_TEXTE FOURNI:_
▼
De retour de Belgrade, le journaliste François Ernenwein décrit une contestation grandissante et pacifique contre le président Aleksandar Vučić. À l’image des mouvements qui ont précédé la chute du Mur, une bascule semble en marche.
L’effondrement d’une gare à Novi Sad en novembre 2024, qui a fait 16 morts et révélé, aux yeux de nombreux Serbes, les ravages de la corruption et du clientélisme qui gangrènent l’État.
Au hasard de ses déambulations dans la capitale serbe, François Ernenwein a croisé « la face visible de la colère ». Une colère née d’un drame : l’effondrement d’une gare à Novi Sad en novembre 2024, qui a fait 16 morts et révélé, aux yeux de nombreux Serbes, les ravages de la corruption et du clientélisme qui gangrènent l’État.
« C’est un mouvement joyeux, pacifique, résolu »
Élu sur une ligne nationaliste, Vučić est aujourd’hui accusé d’avoir verrouillé les institutions. En réponse, un mouvement étudiant, sans violence, rassemble chaque semaine des milliers de personnes dans tout le pays. Les revendications se sont élargies : d’une demande de transparence, elles ont évolué vers une exigence claire d’élections anticipées. « C’est un mouvement joyeux, pacifique, résolu », explique François Ernenwein.
Les jeunes, premières cibles de ce système fermé où « il faut être pistonné pour travailler », ont entraîné dans leur sillage une large part de la société. Le journaliste compare l’atmosphère actuelle à celle qu’il a vécue en URSS à la fin des années 80 : un « fruit mûr », prêt à tomber.
S’il reste prudent, il perçoit dans les rassemblements observés à Belgrade une dynamique irréversible : « La force de vie est du côté des manifestants, le pouvoir paraît sclérosé. » Face à une contestation aussi déterminée que non violente, « il sera difficile pour Vučić de résister durablement ».
▲
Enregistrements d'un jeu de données
▼
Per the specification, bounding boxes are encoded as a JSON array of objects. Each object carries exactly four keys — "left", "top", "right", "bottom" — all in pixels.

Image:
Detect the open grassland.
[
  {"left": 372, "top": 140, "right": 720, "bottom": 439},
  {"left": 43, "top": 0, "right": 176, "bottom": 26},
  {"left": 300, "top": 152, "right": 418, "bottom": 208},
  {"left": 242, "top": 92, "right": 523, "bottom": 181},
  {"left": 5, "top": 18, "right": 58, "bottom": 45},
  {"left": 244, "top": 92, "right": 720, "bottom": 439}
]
▲
▼
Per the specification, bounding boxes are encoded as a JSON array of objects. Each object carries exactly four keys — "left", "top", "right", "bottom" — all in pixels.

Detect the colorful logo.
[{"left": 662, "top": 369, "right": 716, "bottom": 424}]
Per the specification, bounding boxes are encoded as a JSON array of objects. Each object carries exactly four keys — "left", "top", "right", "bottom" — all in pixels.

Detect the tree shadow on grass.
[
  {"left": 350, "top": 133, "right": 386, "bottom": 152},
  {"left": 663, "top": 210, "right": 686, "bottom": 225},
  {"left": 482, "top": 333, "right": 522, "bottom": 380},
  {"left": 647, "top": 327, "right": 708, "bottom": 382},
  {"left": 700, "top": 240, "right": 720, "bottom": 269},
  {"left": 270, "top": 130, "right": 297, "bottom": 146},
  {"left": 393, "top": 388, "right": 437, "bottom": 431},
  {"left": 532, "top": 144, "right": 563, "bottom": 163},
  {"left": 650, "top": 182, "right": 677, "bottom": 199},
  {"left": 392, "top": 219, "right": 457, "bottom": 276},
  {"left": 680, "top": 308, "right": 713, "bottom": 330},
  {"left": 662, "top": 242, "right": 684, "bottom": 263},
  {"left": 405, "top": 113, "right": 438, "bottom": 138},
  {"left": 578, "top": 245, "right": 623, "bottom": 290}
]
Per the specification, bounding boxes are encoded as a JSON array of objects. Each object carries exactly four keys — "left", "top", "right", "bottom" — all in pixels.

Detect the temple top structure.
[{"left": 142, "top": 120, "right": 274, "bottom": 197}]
▲
▼
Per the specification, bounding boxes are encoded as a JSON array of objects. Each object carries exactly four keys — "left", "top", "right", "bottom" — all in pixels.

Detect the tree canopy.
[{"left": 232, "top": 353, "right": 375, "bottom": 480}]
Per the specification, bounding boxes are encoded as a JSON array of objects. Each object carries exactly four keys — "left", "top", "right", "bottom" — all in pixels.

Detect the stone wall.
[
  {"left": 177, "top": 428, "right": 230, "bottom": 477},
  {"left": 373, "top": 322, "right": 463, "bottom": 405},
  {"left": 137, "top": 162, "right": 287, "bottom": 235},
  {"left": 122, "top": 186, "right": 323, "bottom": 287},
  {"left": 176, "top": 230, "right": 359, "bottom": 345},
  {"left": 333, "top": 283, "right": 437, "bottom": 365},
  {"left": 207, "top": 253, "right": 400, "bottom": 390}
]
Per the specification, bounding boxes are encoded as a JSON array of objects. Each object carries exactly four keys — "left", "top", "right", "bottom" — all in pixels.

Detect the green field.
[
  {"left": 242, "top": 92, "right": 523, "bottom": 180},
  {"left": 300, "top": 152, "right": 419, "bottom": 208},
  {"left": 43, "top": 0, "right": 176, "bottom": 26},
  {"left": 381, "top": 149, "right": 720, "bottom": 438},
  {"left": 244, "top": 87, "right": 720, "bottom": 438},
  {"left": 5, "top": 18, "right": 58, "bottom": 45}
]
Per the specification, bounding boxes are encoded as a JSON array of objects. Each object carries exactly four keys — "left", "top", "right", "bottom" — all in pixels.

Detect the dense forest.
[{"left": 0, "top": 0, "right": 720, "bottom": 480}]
▲
_EXERCICES PROPOSÉS:_
a. Répondez aux questions suivantes sur l'article consacré à la contestation en Serbie.
(i) Combien de morts l'effondrement de la gare de Novi Sad a-t-il causés ?
(ii) Vers quelle exigence les revendications du mouvement étudiant ont-elles évolué ?
(iii) À quoi François Ernenwein compare-t-il l'atmosphère actuelle ?
b. Veuillez relever, parmi les lignes fournies, toutes celles qui contiennent la chaîne « Detect », en respectant la casse.

_CORRIGÉS DÉTAILLÉS:_
a.
(i) 16 morts.
(ii) Vers une exigence claire d'élections anticipées.
(iii) À celle qu'il a vécue en URSS à la fin des années 80 : un « fruit mûr », prêt à tomber.

b.
Detect the open grassland.
Detect the colorful logo.
Detect the tree shadow on grass.
Detect the temple top structure.
Detect the tree canopy.
Detect the stone wall.
Detect the green field.
Detect the dense forest.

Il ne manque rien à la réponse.